## Problem statement
In the material below, repeat only the lines from the one that holds "Could you point out every instance of the grassy" through the final line, exactly as they stand.

## Supplied records
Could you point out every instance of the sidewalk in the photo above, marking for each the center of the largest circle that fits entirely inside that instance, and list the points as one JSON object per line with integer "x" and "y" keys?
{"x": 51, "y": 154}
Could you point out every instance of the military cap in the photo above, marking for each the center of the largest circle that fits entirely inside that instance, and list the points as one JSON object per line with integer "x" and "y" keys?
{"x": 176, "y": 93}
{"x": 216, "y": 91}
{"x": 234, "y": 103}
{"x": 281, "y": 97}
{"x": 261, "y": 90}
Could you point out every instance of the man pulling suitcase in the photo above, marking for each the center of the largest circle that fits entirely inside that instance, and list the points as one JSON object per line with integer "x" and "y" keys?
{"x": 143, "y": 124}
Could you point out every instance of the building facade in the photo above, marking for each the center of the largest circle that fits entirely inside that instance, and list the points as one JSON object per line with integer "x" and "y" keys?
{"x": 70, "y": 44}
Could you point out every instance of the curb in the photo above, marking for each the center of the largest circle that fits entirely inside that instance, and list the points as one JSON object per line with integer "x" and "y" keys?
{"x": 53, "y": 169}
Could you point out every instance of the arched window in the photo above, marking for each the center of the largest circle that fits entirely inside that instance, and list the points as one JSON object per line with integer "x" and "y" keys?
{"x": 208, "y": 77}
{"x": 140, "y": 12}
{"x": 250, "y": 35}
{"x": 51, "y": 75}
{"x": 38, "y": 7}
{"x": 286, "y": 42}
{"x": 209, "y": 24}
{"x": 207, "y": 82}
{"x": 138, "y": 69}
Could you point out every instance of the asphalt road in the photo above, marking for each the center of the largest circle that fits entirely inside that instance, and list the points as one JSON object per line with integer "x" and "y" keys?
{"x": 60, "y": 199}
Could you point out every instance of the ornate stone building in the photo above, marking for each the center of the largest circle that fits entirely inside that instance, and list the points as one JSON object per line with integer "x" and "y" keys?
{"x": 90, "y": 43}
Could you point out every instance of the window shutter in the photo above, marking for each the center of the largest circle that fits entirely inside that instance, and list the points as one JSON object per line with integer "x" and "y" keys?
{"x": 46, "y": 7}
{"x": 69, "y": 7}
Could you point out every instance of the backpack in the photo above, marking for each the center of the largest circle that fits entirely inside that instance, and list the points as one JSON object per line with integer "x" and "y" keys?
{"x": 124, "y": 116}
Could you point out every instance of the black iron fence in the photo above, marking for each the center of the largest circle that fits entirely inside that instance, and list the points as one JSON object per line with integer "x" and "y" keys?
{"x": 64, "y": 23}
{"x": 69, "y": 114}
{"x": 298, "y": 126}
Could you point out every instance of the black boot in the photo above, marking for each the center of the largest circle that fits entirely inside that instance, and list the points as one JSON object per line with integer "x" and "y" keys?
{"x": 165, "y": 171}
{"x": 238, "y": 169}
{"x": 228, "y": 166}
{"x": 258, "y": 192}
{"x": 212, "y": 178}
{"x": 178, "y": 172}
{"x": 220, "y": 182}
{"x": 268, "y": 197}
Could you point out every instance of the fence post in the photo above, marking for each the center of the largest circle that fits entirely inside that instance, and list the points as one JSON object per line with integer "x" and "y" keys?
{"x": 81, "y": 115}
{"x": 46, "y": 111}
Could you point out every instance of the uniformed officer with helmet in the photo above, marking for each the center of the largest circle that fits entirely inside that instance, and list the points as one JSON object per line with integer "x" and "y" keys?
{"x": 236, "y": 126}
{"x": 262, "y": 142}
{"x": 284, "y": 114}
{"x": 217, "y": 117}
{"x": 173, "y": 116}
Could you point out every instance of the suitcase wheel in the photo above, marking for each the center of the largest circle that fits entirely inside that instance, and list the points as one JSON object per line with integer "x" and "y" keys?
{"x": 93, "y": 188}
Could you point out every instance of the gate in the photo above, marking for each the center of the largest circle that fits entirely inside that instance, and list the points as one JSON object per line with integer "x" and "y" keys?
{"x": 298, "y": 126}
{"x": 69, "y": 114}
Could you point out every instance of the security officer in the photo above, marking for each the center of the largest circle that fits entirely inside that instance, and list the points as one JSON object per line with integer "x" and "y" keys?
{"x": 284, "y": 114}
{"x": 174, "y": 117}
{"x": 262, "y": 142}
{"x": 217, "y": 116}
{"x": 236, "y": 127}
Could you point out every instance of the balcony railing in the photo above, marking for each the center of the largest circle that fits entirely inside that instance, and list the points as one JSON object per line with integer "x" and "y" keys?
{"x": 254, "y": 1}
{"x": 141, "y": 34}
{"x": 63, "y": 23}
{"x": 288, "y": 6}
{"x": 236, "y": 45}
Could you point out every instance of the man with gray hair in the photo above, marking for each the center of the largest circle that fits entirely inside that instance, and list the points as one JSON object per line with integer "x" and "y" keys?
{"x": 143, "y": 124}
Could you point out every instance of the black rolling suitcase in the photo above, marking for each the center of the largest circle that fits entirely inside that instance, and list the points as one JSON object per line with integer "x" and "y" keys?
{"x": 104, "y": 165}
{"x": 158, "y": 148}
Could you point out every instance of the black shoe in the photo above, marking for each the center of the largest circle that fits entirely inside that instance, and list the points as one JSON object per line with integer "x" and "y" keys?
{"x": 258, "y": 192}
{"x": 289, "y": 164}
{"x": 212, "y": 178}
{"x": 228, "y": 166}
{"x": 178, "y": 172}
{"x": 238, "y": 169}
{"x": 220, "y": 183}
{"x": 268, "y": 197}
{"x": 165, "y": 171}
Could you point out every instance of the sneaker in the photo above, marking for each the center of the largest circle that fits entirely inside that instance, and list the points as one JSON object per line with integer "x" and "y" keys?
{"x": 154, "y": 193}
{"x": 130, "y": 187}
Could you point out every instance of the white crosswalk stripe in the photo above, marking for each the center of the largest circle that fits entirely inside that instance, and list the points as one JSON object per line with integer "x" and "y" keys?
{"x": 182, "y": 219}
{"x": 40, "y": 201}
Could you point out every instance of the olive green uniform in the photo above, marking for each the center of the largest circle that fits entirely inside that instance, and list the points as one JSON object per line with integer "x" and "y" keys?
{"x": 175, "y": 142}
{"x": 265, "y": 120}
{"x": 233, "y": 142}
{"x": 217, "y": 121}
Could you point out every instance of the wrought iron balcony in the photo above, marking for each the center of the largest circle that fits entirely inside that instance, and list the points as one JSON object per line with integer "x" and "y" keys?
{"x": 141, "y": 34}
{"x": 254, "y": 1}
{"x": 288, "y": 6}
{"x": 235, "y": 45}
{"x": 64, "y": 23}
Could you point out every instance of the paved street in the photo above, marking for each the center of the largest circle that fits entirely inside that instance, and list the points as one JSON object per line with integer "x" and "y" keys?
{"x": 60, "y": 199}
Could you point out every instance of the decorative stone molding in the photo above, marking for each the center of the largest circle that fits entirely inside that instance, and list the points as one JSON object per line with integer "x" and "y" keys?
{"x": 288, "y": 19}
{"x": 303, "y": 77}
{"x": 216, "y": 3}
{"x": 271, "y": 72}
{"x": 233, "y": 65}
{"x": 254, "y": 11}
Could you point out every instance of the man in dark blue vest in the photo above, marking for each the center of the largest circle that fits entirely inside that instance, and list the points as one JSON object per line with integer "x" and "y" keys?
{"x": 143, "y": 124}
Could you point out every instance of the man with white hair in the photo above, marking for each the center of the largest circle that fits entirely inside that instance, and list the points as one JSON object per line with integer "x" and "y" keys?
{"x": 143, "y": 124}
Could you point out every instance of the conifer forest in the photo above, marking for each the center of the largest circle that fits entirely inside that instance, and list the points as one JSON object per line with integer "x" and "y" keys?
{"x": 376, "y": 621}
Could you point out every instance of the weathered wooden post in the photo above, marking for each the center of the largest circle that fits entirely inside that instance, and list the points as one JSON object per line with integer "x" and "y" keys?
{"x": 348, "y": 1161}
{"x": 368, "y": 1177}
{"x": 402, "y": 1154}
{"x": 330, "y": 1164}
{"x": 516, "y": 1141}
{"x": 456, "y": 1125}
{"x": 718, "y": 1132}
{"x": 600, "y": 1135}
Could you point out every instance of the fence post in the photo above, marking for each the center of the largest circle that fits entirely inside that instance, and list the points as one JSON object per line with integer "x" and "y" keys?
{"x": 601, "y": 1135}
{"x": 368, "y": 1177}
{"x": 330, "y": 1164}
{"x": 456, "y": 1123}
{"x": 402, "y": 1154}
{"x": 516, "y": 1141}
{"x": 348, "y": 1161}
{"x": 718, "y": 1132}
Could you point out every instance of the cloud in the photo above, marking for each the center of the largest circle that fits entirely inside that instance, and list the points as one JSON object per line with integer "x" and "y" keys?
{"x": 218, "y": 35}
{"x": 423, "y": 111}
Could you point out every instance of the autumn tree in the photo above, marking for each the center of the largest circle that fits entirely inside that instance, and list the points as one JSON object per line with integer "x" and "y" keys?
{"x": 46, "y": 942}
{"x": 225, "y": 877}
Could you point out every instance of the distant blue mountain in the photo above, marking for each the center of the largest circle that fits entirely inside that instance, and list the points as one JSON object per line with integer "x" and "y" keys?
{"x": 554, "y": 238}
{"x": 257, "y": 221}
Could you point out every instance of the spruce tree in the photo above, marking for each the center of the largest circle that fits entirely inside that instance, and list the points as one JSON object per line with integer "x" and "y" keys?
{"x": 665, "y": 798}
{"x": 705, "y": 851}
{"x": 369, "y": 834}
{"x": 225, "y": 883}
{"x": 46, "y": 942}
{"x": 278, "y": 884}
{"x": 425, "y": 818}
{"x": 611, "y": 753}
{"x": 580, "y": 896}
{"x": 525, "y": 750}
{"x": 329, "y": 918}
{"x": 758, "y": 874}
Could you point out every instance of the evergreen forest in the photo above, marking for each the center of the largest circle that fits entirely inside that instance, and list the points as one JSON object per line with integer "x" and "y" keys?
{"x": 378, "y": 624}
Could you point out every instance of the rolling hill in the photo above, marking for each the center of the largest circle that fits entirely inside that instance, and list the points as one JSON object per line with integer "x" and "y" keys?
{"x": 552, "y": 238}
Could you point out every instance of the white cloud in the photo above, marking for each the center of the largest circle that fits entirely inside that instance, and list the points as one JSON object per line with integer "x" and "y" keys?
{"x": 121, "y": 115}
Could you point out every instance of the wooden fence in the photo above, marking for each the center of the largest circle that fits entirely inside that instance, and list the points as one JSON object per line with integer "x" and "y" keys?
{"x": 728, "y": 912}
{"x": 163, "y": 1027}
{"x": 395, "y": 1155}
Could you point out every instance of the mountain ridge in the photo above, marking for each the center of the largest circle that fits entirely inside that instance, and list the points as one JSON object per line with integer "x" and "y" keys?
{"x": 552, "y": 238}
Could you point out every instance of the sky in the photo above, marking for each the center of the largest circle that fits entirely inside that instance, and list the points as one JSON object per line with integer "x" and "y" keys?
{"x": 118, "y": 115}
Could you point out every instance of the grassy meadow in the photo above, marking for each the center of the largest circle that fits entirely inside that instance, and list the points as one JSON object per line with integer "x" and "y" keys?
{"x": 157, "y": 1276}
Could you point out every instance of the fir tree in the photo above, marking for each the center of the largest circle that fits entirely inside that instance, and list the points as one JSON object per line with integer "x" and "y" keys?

## Output of the task
Could you point out every instance of the grassy meadow in the photo above, marking for each the center of the largest circle that fits entirely inside that instance, and list the points as one JSON object per line with integer "x" and "y" keys?
{"x": 157, "y": 1276}
Could you point out every instance of the fir tree in the photo above, marking for each the center of the largest circle that fits entirely inside that instance, and list the points as one JSON object per line with integer "x" and "y" keys?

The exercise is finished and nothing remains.